What the task asks ▸ Please give again, word for word, the line that contains "Where can the sheer" and every line after it to the end of the data, with no other lines.

[Data for this task Boundary: Start]

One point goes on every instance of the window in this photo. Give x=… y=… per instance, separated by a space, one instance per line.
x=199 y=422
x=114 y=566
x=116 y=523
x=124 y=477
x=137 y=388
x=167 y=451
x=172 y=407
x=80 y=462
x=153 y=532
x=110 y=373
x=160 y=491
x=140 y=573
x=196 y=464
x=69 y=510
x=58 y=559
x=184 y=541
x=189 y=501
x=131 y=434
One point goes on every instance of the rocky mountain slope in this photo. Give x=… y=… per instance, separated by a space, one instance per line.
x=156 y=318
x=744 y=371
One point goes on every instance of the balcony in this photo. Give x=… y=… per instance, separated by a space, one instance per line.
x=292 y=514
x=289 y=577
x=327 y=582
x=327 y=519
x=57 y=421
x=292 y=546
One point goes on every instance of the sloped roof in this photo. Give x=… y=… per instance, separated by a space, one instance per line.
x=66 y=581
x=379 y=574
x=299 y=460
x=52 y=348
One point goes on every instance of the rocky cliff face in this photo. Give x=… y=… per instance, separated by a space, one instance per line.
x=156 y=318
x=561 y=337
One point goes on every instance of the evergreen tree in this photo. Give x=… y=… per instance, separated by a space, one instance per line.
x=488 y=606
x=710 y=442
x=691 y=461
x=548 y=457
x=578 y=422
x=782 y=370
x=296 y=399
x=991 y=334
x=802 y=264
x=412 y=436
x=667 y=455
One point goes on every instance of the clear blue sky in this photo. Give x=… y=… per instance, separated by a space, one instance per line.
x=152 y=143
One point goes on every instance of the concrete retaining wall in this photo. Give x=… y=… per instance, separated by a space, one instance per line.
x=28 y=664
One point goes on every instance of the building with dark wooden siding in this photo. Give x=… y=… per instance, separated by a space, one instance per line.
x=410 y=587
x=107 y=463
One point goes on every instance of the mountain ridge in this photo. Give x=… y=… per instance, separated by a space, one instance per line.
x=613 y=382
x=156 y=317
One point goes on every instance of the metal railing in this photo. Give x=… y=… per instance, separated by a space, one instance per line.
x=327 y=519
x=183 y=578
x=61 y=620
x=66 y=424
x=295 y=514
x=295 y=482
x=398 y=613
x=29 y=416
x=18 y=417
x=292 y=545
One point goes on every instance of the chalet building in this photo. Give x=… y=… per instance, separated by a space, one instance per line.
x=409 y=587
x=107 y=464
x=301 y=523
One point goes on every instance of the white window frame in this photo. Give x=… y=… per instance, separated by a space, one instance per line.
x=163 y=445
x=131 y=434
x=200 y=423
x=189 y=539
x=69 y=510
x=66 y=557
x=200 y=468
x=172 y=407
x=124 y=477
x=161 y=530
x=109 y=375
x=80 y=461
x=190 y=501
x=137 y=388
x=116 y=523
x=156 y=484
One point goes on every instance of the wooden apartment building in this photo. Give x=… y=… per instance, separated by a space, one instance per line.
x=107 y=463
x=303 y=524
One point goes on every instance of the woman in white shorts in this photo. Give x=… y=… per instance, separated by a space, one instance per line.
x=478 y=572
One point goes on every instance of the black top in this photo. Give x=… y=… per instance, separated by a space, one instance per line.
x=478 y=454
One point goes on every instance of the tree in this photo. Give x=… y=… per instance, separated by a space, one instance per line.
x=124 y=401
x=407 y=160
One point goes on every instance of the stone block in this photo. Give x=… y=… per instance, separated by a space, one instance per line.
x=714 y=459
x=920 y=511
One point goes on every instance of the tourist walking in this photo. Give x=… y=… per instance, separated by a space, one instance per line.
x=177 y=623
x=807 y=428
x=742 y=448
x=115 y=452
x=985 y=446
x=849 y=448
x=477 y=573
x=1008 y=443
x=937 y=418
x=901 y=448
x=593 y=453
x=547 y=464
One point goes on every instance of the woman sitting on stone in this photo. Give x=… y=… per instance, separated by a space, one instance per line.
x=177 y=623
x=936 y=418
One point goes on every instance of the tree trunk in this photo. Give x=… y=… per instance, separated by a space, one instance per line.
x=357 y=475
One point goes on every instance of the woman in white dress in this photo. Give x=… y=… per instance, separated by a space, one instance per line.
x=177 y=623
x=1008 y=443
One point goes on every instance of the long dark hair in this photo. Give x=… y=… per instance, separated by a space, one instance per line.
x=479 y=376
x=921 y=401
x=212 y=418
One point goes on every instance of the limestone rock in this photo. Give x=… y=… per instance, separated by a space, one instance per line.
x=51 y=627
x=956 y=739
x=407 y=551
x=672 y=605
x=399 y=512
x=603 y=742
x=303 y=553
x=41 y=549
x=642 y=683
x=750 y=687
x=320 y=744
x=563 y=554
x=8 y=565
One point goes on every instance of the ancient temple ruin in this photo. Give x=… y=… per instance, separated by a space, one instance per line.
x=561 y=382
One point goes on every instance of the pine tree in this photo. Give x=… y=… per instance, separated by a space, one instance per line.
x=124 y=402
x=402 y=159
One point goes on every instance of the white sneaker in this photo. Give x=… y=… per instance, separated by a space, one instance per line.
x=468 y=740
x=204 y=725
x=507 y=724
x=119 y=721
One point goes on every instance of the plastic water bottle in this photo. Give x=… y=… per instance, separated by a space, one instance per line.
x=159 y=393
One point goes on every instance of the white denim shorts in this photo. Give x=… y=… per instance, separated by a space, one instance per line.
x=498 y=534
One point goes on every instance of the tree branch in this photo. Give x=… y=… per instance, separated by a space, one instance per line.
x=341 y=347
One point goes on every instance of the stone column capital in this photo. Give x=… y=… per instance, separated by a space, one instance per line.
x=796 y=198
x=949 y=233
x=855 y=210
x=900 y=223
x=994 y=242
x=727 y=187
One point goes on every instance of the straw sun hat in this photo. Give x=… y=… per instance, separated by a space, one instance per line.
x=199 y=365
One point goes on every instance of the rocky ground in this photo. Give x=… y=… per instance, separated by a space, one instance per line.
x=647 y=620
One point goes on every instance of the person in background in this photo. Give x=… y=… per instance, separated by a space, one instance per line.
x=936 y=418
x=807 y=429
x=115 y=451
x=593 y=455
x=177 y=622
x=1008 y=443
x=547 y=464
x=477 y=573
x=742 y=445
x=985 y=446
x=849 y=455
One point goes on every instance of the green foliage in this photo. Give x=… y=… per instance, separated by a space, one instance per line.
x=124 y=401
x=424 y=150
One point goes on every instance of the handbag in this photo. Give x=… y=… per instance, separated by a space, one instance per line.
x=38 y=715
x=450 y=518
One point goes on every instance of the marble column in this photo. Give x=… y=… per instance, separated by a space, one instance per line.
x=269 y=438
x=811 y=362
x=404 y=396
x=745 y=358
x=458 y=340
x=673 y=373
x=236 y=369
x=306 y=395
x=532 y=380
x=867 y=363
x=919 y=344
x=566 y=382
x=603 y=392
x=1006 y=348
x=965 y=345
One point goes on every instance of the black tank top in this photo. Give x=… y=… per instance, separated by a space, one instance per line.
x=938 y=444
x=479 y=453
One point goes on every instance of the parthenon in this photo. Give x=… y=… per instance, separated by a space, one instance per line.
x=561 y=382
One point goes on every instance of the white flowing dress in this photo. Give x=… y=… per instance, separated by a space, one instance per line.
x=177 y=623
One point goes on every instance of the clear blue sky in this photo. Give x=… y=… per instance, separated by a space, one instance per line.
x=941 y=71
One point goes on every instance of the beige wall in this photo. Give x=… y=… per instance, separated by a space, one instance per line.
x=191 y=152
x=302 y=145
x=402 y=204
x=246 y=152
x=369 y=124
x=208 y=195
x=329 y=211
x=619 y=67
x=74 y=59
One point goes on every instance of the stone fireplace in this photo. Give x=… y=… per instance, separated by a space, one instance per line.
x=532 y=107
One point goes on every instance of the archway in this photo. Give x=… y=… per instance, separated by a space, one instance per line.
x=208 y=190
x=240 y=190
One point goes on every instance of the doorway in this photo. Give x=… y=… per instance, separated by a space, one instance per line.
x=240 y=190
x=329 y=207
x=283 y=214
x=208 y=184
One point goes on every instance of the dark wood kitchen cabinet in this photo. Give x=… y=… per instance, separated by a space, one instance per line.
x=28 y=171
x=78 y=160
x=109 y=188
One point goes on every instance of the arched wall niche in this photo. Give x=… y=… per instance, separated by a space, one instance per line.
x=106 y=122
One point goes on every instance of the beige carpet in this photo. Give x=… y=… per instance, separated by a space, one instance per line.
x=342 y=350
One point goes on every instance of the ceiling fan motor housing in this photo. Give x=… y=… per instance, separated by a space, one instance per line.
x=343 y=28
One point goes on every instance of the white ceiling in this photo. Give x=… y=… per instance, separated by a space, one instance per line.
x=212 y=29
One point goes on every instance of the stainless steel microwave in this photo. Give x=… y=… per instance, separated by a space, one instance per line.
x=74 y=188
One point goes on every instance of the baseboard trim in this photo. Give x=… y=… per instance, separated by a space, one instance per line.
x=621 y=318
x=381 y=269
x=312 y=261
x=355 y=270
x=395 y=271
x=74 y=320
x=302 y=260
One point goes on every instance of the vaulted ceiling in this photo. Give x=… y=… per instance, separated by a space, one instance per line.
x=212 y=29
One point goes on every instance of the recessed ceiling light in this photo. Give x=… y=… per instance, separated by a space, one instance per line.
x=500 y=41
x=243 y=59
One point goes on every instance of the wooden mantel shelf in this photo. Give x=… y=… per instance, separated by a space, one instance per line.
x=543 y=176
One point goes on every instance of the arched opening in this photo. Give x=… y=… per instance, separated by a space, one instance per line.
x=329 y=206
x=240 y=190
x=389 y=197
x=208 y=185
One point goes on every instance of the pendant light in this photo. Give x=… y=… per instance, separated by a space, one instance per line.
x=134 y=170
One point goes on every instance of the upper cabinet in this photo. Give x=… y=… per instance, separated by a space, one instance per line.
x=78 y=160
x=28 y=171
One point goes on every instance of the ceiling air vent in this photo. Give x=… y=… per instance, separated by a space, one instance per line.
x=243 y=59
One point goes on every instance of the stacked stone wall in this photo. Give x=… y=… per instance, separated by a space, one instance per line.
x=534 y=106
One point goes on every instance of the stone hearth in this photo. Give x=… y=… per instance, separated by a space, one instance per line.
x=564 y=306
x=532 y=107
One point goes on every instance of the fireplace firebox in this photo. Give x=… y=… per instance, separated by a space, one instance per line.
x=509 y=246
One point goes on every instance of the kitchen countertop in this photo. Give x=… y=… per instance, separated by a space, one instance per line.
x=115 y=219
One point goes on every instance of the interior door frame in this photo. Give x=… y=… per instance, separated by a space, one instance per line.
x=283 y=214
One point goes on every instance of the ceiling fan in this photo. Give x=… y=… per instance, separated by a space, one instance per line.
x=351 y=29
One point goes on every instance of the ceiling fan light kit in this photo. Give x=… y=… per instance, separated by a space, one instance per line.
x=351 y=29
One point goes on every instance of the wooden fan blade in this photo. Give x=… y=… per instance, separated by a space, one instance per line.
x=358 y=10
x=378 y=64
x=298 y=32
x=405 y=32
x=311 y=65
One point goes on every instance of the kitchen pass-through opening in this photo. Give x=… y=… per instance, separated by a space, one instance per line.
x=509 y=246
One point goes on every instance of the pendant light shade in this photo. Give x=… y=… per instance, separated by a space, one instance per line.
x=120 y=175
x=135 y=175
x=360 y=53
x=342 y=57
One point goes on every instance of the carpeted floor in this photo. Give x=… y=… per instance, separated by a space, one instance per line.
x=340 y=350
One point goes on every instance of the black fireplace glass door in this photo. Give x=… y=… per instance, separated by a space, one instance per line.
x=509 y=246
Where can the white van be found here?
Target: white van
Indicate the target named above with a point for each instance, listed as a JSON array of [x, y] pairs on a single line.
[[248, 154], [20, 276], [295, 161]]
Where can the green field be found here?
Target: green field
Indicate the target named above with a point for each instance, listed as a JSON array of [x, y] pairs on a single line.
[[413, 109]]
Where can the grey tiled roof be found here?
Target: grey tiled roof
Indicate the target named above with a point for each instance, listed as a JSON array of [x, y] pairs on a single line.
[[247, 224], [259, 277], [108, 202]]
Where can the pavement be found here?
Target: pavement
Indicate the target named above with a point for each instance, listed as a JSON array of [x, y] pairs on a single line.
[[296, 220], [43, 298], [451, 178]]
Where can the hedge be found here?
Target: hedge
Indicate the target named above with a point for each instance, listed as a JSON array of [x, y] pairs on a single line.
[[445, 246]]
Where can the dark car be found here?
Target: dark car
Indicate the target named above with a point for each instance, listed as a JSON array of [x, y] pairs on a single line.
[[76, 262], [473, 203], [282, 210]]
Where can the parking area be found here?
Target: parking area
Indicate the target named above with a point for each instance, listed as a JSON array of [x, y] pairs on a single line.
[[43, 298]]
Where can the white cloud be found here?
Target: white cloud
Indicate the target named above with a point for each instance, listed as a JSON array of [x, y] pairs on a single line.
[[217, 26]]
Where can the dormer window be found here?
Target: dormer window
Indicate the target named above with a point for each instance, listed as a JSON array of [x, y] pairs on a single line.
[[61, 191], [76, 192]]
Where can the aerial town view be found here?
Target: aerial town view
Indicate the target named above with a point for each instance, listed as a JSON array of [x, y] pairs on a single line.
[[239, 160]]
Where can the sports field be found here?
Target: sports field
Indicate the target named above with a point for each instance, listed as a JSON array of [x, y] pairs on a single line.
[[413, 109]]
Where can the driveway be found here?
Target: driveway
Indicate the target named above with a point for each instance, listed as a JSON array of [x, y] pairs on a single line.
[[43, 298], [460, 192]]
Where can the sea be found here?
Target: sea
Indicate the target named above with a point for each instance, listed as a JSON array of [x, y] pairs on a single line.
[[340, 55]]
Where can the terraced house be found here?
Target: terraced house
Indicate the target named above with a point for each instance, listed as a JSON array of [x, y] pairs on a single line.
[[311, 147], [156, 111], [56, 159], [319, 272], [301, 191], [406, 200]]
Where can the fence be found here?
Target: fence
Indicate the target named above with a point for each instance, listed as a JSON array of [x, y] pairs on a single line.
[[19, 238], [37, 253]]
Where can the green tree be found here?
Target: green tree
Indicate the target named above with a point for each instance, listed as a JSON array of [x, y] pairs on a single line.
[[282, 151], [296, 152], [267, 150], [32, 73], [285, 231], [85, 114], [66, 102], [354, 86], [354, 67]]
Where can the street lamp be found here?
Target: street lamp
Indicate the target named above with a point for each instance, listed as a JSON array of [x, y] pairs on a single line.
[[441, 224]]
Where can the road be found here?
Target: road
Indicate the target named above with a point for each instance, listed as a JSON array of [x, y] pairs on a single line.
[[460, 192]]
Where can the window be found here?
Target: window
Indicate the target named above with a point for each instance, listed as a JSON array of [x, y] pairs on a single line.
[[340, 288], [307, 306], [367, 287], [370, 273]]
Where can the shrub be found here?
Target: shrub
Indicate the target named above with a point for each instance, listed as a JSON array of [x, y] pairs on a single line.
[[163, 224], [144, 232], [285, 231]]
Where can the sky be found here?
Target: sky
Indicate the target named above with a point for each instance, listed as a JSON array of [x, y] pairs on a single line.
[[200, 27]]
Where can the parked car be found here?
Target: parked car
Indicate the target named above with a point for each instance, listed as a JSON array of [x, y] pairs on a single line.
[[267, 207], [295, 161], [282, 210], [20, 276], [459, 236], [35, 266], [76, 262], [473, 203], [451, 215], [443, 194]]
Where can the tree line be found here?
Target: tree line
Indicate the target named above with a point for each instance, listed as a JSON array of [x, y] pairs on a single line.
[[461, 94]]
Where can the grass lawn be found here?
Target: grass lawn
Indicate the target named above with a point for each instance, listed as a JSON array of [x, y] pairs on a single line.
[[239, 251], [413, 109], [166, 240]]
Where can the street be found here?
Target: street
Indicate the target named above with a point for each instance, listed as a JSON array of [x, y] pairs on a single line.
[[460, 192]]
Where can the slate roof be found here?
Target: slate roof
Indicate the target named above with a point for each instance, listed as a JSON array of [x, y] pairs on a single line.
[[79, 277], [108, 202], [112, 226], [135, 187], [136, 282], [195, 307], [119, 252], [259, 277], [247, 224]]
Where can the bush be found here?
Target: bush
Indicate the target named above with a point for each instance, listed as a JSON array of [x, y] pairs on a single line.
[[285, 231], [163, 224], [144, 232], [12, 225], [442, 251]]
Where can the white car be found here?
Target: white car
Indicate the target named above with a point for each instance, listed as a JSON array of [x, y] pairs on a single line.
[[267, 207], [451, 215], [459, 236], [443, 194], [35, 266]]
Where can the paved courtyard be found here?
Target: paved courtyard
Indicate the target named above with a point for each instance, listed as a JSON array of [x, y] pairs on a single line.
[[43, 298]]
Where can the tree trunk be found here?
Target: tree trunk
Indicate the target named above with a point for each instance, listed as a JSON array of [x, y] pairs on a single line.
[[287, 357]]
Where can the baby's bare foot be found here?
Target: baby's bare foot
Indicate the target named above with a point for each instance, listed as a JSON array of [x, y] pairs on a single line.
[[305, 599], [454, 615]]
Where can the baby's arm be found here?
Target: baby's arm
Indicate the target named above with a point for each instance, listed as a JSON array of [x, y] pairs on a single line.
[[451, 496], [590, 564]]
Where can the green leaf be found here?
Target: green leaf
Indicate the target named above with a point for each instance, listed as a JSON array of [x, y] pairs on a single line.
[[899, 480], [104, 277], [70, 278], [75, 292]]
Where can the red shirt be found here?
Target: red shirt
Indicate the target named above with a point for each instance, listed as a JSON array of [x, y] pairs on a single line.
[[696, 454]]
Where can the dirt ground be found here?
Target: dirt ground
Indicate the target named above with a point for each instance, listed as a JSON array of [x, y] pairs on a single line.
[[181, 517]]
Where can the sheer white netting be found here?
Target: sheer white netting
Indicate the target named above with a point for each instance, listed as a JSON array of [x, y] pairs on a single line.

[Data for this task Boundary: End]

Task result ▸
Where can the sheer white netting be found here?
Target: sheer white netting
Indicate the target named above with a point for each instance, listed as a JSON array of [x, y] pairs on a single line.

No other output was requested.